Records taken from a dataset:
--------------------------------
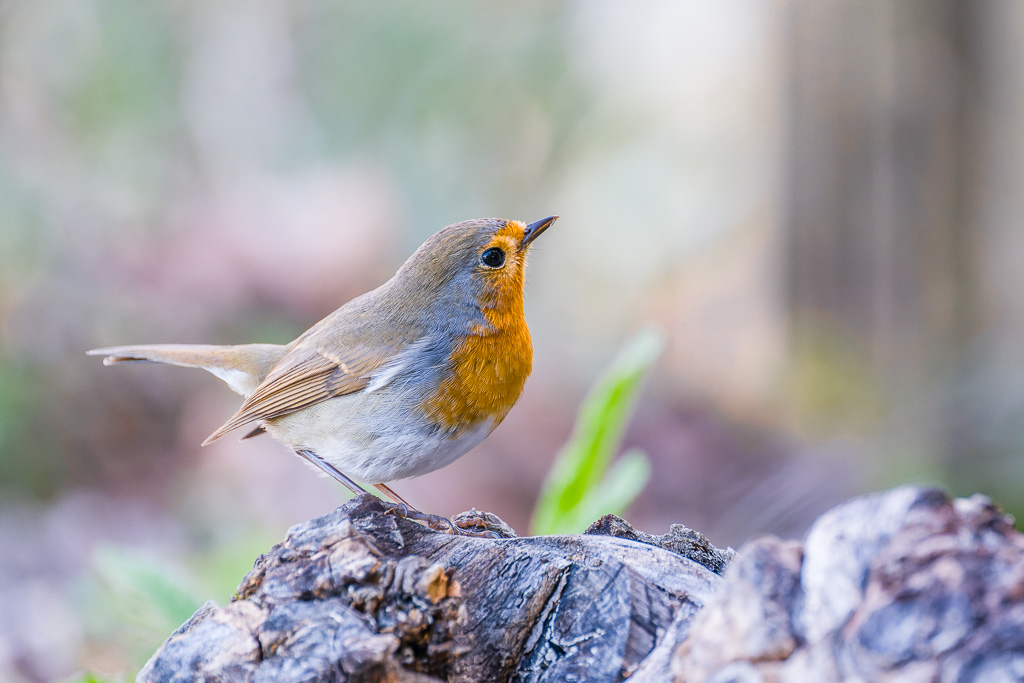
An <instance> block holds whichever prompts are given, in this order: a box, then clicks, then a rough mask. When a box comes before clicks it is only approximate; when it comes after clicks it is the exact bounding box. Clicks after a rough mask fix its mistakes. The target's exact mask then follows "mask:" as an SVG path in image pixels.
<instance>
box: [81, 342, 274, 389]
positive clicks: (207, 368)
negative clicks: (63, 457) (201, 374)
mask: <svg viewBox="0 0 1024 683" xmlns="http://www.w3.org/2000/svg"><path fill="white" fill-rule="evenodd" d="M286 350H287V347H285V346H280V345H278V344H243V345H239V346H213V345H210V344H143V345H138V346H111V347H108V348H94V349H92V350H91V351H87V352H86V353H88V354H89V355H104V356H106V357H105V358H103V365H104V366H113V365H116V364H119V362H163V364H167V365H171V366H180V367H182V368H202V369H203V370H205V371H207V372H209V373H212V374H213V375H215V376H217V377H218V378H220V379H221V380H223V381H224V382H225V383H226V384H227V386H229V387H230V388H231V389H232V390H234V391H237V392H238V393H240V394H242V395H243V396H248V395H249V394H251V393H252V392H253V391H255V390H256V387H257V386H259V384H260V382H262V381H263V379H264V378H265V377H266V376H267V374H268V373H269V372H270V370H271V369H272V368H273V367H274V366H275V365H276V364H278V361H279V360H280V359H281V358H282V356H284V355H285V352H286Z"/></svg>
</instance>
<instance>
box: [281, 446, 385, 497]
mask: <svg viewBox="0 0 1024 683" xmlns="http://www.w3.org/2000/svg"><path fill="white" fill-rule="evenodd" d="M295 455H297V456H299V457H300V458H302V459H303V460H305V461H306V462H308V463H310V464H312V465H315V466H316V467H317V468H318V469H319V470H321V471H322V472H324V473H325V474H327V475H328V476H330V477H331V478H333V479H335V480H336V481H338V482H340V483H342V484H344V485H345V487H346V488H348V489H349V490H350V492H352V493H353V494H355V495H356V496H360V495H362V494H369V493H370V492H368V490H367V489H366V488H364V487H362V486H360V485H359V484H357V483H355V482H354V481H352V480H351V479H349V478H348V477H346V476H345V475H344V474H342V473H341V472H340V471H339V470H338V468H337V467H335V466H334V465H332V464H331V463H329V462H327V461H326V460H324V459H323V458H321V457H319V456H317V455H316V454H315V453H313V452H312V451H296V452H295Z"/></svg>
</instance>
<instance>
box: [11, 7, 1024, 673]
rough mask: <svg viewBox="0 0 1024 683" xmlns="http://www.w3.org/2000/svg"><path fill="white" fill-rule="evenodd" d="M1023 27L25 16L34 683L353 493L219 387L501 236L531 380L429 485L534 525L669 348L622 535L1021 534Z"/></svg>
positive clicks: (815, 10)
mask: <svg viewBox="0 0 1024 683" xmlns="http://www.w3.org/2000/svg"><path fill="white" fill-rule="evenodd" d="M1022 63H1024V3H1015V2H1001V1H998V0H975V1H972V2H967V1H963V2H957V1H954V0H904V1H901V2H894V1H881V0H829V1H827V2H818V1H812V0H792V1H785V0H776V1H768V0H719V1H718V2H714V3H709V2H701V1H699V0H643V1H642V2H633V3H617V2H613V1H612V0H589V1H587V2H584V1H582V0H580V1H577V2H540V1H524V2H516V3H472V4H471V3H462V2H455V1H451V0H449V1H441V0H436V1H434V2H430V3H423V2H420V1H419V0H401V1H399V0H384V1H380V0H374V1H370V0H366V1H358V2H345V3H337V2H327V1H319V0H308V1H307V0H303V1H299V2H286V1H284V0H276V1H266V2H248V1H244V0H220V1H218V2H198V1H191V0H159V1H155V2H147V3H140V2H132V1H131V0H46V1H42V2H39V1H35V2H33V1H28V0H22V1H18V0H0V544H2V552H0V679H3V680H14V681H18V680H26V681H35V680H48V679H53V678H61V677H73V678H74V677H76V676H80V675H81V673H82V672H86V671H89V672H95V673H96V674H97V675H99V676H101V677H105V678H110V679H112V680H120V679H121V678H122V677H124V676H130V675H133V673H134V671H135V670H136V669H137V667H139V666H140V665H141V664H142V663H143V661H144V660H145V659H146V657H147V656H148V655H150V654H151V653H152V652H153V650H154V648H155V647H156V646H157V645H158V644H159V643H160V642H162V640H163V639H164V638H165V637H166V636H167V635H168V633H169V632H170V631H171V630H172V629H174V628H175V627H176V626H177V625H178V624H179V623H180V622H181V621H182V620H183V618H185V617H186V616H187V615H188V614H190V613H191V611H193V610H194V609H195V608H196V607H197V606H198V605H199V604H200V603H201V602H202V601H204V600H207V599H214V600H217V601H218V602H221V603H223V602H224V601H226V600H227V599H228V598H229V596H230V593H231V591H232V590H233V588H234V586H236V585H237V584H238V583H239V581H240V580H241V578H242V577H243V575H244V573H245V572H246V571H247V570H248V569H249V568H250V567H251V565H252V562H253V560H254V559H255V557H256V556H257V554H258V553H259V552H261V551H263V550H266V549H267V548H269V547H270V545H272V544H273V543H275V542H276V541H279V540H280V539H281V538H282V537H283V536H284V533H285V532H286V530H287V528H288V527H289V526H290V525H291V524H294V523H298V522H300V521H304V520H306V519H308V518H310V517H313V516H317V515H321V514H324V513H326V512H328V511H330V510H331V509H333V508H334V507H335V506H337V505H339V504H340V503H342V502H343V501H344V500H345V499H346V498H347V495H346V493H345V492H344V490H342V489H341V487H339V486H337V485H335V484H333V483H332V482H331V481H329V480H326V479H322V478H318V477H317V476H314V475H312V474H311V472H310V471H309V470H307V469H306V467H305V466H304V465H303V464H302V463H300V462H299V460H298V459H296V458H294V457H291V456H290V455H289V454H288V453H287V452H286V451H285V450H284V447H283V446H281V445H279V444H276V443H275V442H273V441H271V440H270V439H267V438H261V439H253V440H249V441H246V442H238V441H236V440H234V439H231V438H227V439H222V440H221V441H218V442H217V443H215V444H214V445H212V446H210V447H207V449H200V447H199V443H200V442H201V441H202V440H203V438H204V437H205V436H206V435H208V434H209V433H210V432H211V431H213V430H214V429H215V428H216V427H217V426H219V425H220V424H221V423H222V422H223V421H224V420H225V419H226V418H227V417H228V416H229V415H230V414H231V413H233V411H234V410H236V408H237V407H238V403H239V398H238V397H237V396H236V395H234V394H232V393H231V392H230V391H229V390H228V389H227V388H226V387H225V386H224V385H223V384H222V383H220V382H219V381H217V380H216V379H214V378H212V377H211V376H209V375H207V374H205V373H201V372H198V371H185V370H181V369H176V368H162V367H157V366H133V367H119V368H113V369H104V368H103V367H102V366H101V364H100V361H99V359H98V358H90V357H86V356H85V355H84V351H85V350H86V349H88V348H92V347H95V346H103V345H112V344H121V343H146V342H209V343H239V342H249V341H264V342H281V343H284V342H287V341H290V340H291V339H293V338H294V337H295V336H296V335H298V334H299V333H301V332H302V331H303V330H305V329H306V328H307V327H309V326H310V325H311V324H312V323H314V322H315V321H317V319H319V318H321V317H322V316H324V315H325V314H327V313H328V312H330V311H331V310H333V309H334V308H336V307H337V306H338V305H340V304H341V303H343V302H344V301H346V300H347V299H348V298H350V297H352V296H354V295H357V294H359V293H361V292H364V291H367V290H369V289H371V288H373V287H375V286H377V285H378V284H380V283H381V282H383V281H384V280H386V279H387V278H389V276H390V275H391V274H392V273H393V271H394V270H395V269H396V268H397V266H398V265H400V264H401V262H402V261H403V260H404V259H406V258H407V257H408V256H409V254H411V253H412V251H413V250H414V249H415V248H416V247H417V246H418V245H419V244H420V243H421V242H422V241H423V240H425V239H426V238H427V237H428V236H430V234H431V233H432V232H434V231H435V230H437V229H438V228H440V227H442V226H444V225H445V224H449V223H452V222H455V221H458V220H462V219H466V218H472V217H484V216H501V217H510V218H511V217H514V218H520V219H524V220H534V219H537V218H540V217H542V216H546V215H548V214H555V213H556V214H560V215H561V220H559V222H558V223H557V225H556V226H555V227H554V228H553V229H552V230H551V231H550V232H548V233H547V234H546V236H545V237H544V238H543V239H542V240H540V241H539V242H538V243H537V246H536V249H535V250H534V252H532V257H531V262H530V268H529V273H528V281H529V282H528V289H527V294H526V297H527V301H526V308H527V316H528V319H529V323H530V327H531V330H532V332H534V341H535V347H536V366H535V371H534V376H532V378H531V379H530V381H529V382H528V383H527V386H526V391H525V394H524V396H523V397H522V400H521V401H520V403H519V404H518V405H517V407H516V408H515V409H514V410H513V412H512V413H511V415H510V416H509V417H508V419H507V420H506V421H505V423H504V424H503V425H502V426H501V427H500V428H499V429H498V430H497V431H496V432H495V434H494V435H493V436H492V437H490V438H489V439H488V440H487V441H485V442H484V443H483V444H482V445H481V446H479V447H478V449H476V450H475V451H474V452H473V453H472V454H470V455H469V456H467V457H465V458H463V459H462V460H460V461H458V462H457V463H456V464H454V465H452V466H450V467H447V468H445V469H443V470H441V471H438V472H435V473H432V474H430V475H427V476H424V477H421V478H418V479H414V480H409V481H401V482H398V483H397V484H395V486H394V487H395V488H396V490H398V492H399V493H401V494H402V495H403V496H404V497H406V498H408V499H409V500H410V501H412V502H414V503H415V504H416V505H417V506H418V507H420V508H421V509H424V510H427V511H430V512H435V513H441V514H445V515H450V514H453V513H457V512H459V511H462V510H466V509H468V508H470V507H473V506H476V507H477V508H481V509H486V510H490V511H494V512H495V513H497V514H499V515H500V516H501V517H503V518H504V519H505V520H506V521H508V522H510V523H511V524H512V525H513V526H514V527H515V528H517V529H519V530H520V532H524V531H525V530H526V529H527V528H528V521H529V517H530V511H531V509H532V507H534V504H535V502H536V500H537V497H538V493H539V489H540V486H541V482H542V481H543V479H544V477H545V474H546V473H547V471H548V469H549V466H550V464H551V462H552V459H553V458H554V455H555V454H556V453H557V452H558V450H559V447H560V445H561V444H562V443H564V442H565V441H566V439H567V438H568V436H569V433H570V432H571V429H572V424H573V420H574V418H575V413H577V410H578V409H579V405H580V402H581V400H582V399H583V397H584V396H585V395H586V393H587V390H588V388H589V387H590V386H591V385H592V384H593V382H594V381H595V379H596V378H597V377H598V376H600V374H601V372H602V370H603V369H604V368H605V367H606V366H607V364H608V362H609V361H610V359H611V358H612V357H613V356H614V354H615V352H616V350H617V349H618V348H621V346H622V345H623V344H624V342H625V340H627V339H628V338H629V337H630V336H631V335H632V334H633V333H634V332H635V331H636V330H637V329H639V328H640V327H641V326H644V325H649V324H652V325H654V326H656V327H658V328H659V329H660V330H662V331H663V332H664V334H665V339H666V346H665V350H664V352H663V354H662V356H660V359H659V360H658V362H657V366H656V368H655V371H654V372H653V373H652V375H651V378H650V380H649V381H648V383H647V385H646V388H645V390H644V392H643V394H642V397H641V399H640V404H639V408H638V411H637V414H636V416H635V417H634V419H633V421H632V422H631V426H630V428H629V430H628V432H627V437H626V441H627V445H630V446H636V447H640V449H642V450H643V451H645V452H646V453H647V455H648V457H649V459H650V463H651V469H652V476H651V480H650V482H649V483H648V485H647V487H646V488H645V490H644V492H643V494H642V496H641V497H640V499H639V500H638V501H637V502H636V503H635V505H633V507H632V509H631V511H630V513H629V515H628V516H629V518H630V520H631V521H633V522H634V523H635V524H636V525H637V526H638V527H640V528H643V529H644V530H647V531H651V532H655V533H660V532H665V531H667V530H668V525H669V524H670V523H672V522H683V523H685V524H687V525H689V526H691V527H694V528H697V529H700V530H701V531H703V532H706V533H707V535H708V536H709V538H710V539H711V541H712V542H713V543H715V544H716V545H720V546H725V545H732V546H738V545H740V544H741V543H743V541H744V540H746V539H749V538H751V537H752V536H756V535H759V533H764V532H774V533H779V535H782V536H787V537H797V538H799V537H800V536H801V535H802V533H803V532H804V531H805V530H806V528H807V526H808V525H809V523H810V522H811V521H812V520H813V518H814V517H815V516H816V515H817V514H819V513H821V512H822V511H823V510H825V509H827V508H828V507H830V506H831V505H834V504H836V503H838V502H840V501H842V500H844V499H846V498H849V497H850V496H853V495H855V494H858V493H862V492H867V490H874V489H879V488H884V487H888V486H893V485H896V484H899V483H903V482H932V483H939V484H941V485H943V486H946V487H947V488H948V489H950V490H952V492H953V493H955V494H958V495H968V494H972V493H974V492H983V493H986V494H988V495H990V496H991V497H992V498H993V499H994V500H995V501H996V502H997V503H999V504H1000V505H1002V506H1004V507H1005V508H1006V509H1007V510H1008V511H1010V512H1017V513H1021V512H1024V467H1022V464H1024V463H1022V460H1024V294H1022V292H1024V266H1022V264H1024V226H1022V216H1024V181H1022V178H1024V135H1021V131H1022V130H1024V76H1022V72H1021V69H1020V66H1021V65H1022Z"/></svg>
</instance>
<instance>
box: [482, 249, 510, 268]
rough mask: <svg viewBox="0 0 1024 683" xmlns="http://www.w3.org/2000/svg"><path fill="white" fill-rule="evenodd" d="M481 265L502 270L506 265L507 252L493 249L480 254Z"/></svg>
mask: <svg viewBox="0 0 1024 683" xmlns="http://www.w3.org/2000/svg"><path fill="white" fill-rule="evenodd" d="M480 263H482V264H483V265H485V266H487V267H488V268H500V267H502V265H504V263H505V252H503V251H502V250H501V249H499V248H498V247H492V248H490V249H488V250H487V251H485V252H483V253H482V254H480Z"/></svg>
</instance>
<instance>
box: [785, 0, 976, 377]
mask: <svg viewBox="0 0 1024 683" xmlns="http://www.w3.org/2000/svg"><path fill="white" fill-rule="evenodd" d="M982 8H983V5H982V4H979V3H966V2H957V1H955V0H908V1H906V2H898V3H896V2H890V1H888V0H878V1H869V2H865V1H864V0H839V1H836V2H827V3H819V2H811V1H809V0H802V1H799V2H796V3H794V5H793V10H792V15H791V36H790V41H788V49H790V55H788V58H790V61H791V63H790V69H788V72H790V73H791V74H792V81H791V83H790V84H788V94H790V112H788V115H790V116H788V122H790V130H788V135H790V151H791V159H790V160H788V173H790V178H788V183H787V184H788V207H787V220H786V223H787V226H788V230H790V232H788V256H790V259H791V260H790V282H788V292H790V300H791V305H792V310H793V311H794V313H795V314H796V315H797V316H798V318H800V317H801V316H804V315H809V316H810V318H811V319H812V321H813V319H815V318H819V319H820V318H821V317H823V318H824V319H825V321H829V322H831V323H835V324H837V325H839V326H840V329H841V331H842V332H844V333H846V332H850V331H852V332H854V333H856V334H858V335H859V336H860V337H861V339H862V340H863V342H864V343H865V345H866V351H867V353H868V355H869V356H870V358H871V359H872V361H873V362H874V364H876V367H877V368H878V369H880V370H886V371H891V370H893V369H904V370H906V371H907V372H910V373H918V372H921V370H922V369H921V367H920V365H921V362H922V361H927V360H928V359H926V358H907V357H903V353H902V350H903V349H904V348H910V347H911V345H910V344H909V343H908V342H911V341H920V340H926V339H927V340H930V345H929V347H930V348H931V349H932V352H933V353H939V354H948V353H955V352H956V350H957V349H958V348H959V347H961V345H962V344H963V343H964V341H965V338H966V337H967V336H968V335H969V334H970V330H971V329H972V328H973V327H974V325H975V323H974V321H973V319H972V313H971V311H972V306H970V305H968V304H969V302H970V300H971V299H972V298H973V291H974V282H973V265H974V256H975V254H974V248H975V240H974V232H975V230H974V225H973V224H972V223H971V221H969V220H968V218H967V216H968V213H969V207H970V205H971V203H972V201H973V197H972V196H973V193H974V183H973V177H972V176H973V171H972V168H973V166H974V158H975V146H976V140H975V139H974V136H973V135H972V130H971V129H972V126H971V121H972V117H973V111H972V105H973V102H974V101H975V97H974V91H975V90H976V89H977V87H978V79H979V70H978V65H977V59H976V56H975V55H976V53H977V49H976V45H975V44H974V43H975V36H976V35H977V34H976V32H974V31H973V30H972V27H974V26H975V25H976V24H977V22H978V14H979V12H980V11H981V10H982ZM794 341H795V343H797V344H798V346H799V343H800V341H801V340H800V338H799V329H798V336H797V338H795V340H794ZM914 346H915V345H914Z"/></svg>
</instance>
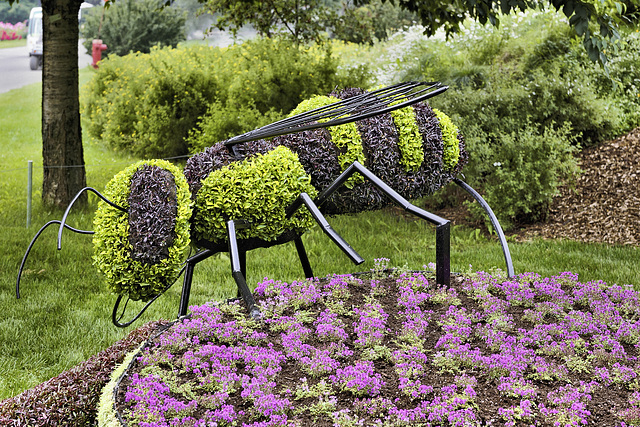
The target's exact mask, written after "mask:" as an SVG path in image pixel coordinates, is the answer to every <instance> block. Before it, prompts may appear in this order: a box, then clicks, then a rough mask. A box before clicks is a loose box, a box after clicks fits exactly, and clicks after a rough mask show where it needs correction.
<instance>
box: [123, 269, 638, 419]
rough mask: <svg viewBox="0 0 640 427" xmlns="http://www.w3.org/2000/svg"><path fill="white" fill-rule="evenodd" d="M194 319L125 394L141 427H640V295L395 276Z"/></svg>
mask: <svg viewBox="0 0 640 427" xmlns="http://www.w3.org/2000/svg"><path fill="white" fill-rule="evenodd" d="M385 267H386V266H385V265H384V262H380V261H379V263H378V264H377V267H376V268H375V269H374V270H373V271H372V272H371V273H370V274H368V275H363V276H352V275H336V276H333V277H329V278H326V279H310V280H305V281H301V282H293V283H291V284H287V283H283V282H279V281H274V280H268V279H265V280H264V281H263V282H262V283H260V284H259V285H258V287H257V289H256V292H255V293H256V296H257V301H258V304H259V305H260V306H261V310H262V311H263V313H264V315H265V317H264V322H263V323H256V322H255V321H252V320H249V319H248V317H247V316H246V313H245V308H244V307H243V306H242V305H241V303H230V304H223V305H213V304H205V305H203V306H199V307H192V313H193V314H192V316H191V317H190V318H189V319H185V320H184V321H183V322H181V323H177V324H175V325H174V326H173V327H172V328H171V329H170V330H168V331H167V332H165V333H164V334H163V335H161V336H160V337H158V338H157V339H156V340H155V342H154V343H153V344H152V345H151V346H150V347H148V348H147V349H145V350H144V351H142V352H141V353H140V355H139V357H137V359H136V361H135V362H134V364H133V365H132V366H131V368H130V369H129V372H128V375H127V376H125V377H124V379H123V380H122V382H121V383H120V386H119V390H120V391H119V393H118V395H117V400H116V403H117V405H116V406H117V409H118V412H119V413H120V414H121V415H122V416H123V417H124V419H126V420H127V422H128V425H129V426H145V427H146V426H172V425H189V426H205V425H218V426H225V425H237V426H255V427H257V426H261V427H262V426H264V427H266V426H302V425H314V426H404V425H407V426H408V425H424V426H431V425H433V426H440V425H442V426H467V425H500V426H502V425H504V426H516V425H518V426H520V425H522V426H530V425H536V426H579V425H598V426H602V425H606V426H619V427H622V426H628V425H639V424H640V381H639V380H638V373H640V366H639V364H638V359H637V355H638V343H639V341H640V327H639V326H640V321H639V320H638V318H639V317H640V304H639V301H638V292H636V291H634V290H633V289H631V288H626V287H620V286H605V284H604V283H602V282H588V283H581V282H579V281H578V278H577V276H576V275H574V274H572V273H561V274H559V275H558V276H554V277H551V278H542V277H540V276H538V275H536V274H533V273H527V274H522V275H519V276H518V277H516V278H514V279H507V278H506V277H505V276H504V275H503V274H502V273H501V272H497V273H494V274H488V273H484V272H480V273H476V274H473V275H471V276H470V277H465V278H463V277H462V276H456V277H455V280H452V283H453V284H452V285H451V287H450V288H443V287H439V286H436V285H434V284H433V283H432V280H430V279H429V277H430V275H429V274H426V273H421V272H400V271H397V270H396V271H394V272H392V274H391V275H389V274H387V273H386V271H387V270H384V268H385Z"/></svg>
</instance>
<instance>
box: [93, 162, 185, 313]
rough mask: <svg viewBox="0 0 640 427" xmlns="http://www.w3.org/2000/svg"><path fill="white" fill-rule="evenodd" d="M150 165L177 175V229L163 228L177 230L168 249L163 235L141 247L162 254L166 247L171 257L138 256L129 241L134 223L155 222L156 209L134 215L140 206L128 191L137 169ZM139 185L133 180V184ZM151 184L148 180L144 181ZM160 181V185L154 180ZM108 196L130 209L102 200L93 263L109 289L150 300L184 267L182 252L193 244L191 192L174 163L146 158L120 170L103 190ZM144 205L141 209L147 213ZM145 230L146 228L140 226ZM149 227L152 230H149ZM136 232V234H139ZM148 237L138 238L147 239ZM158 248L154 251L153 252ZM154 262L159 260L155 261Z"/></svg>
--------------------------------
- [What you should do]:
Copy the lines from the start of the records through the line containing "positive clicks: (207, 368)", including that line. Leave out any pictures.

- [Reply]:
An <instance> block holds whichever prompts are given, in this order: a box, then clicks, then a rough mask. When a box comes before clicks it is only approximate; when it comes after clicks it is the exact bounding box. Clicks after a rough mask fix its mistakes. The target's exact mask then follows "mask:" as an SVG path in image pixels.
<instance>
box: [81, 342, 274, 389]
positive clicks: (207, 368)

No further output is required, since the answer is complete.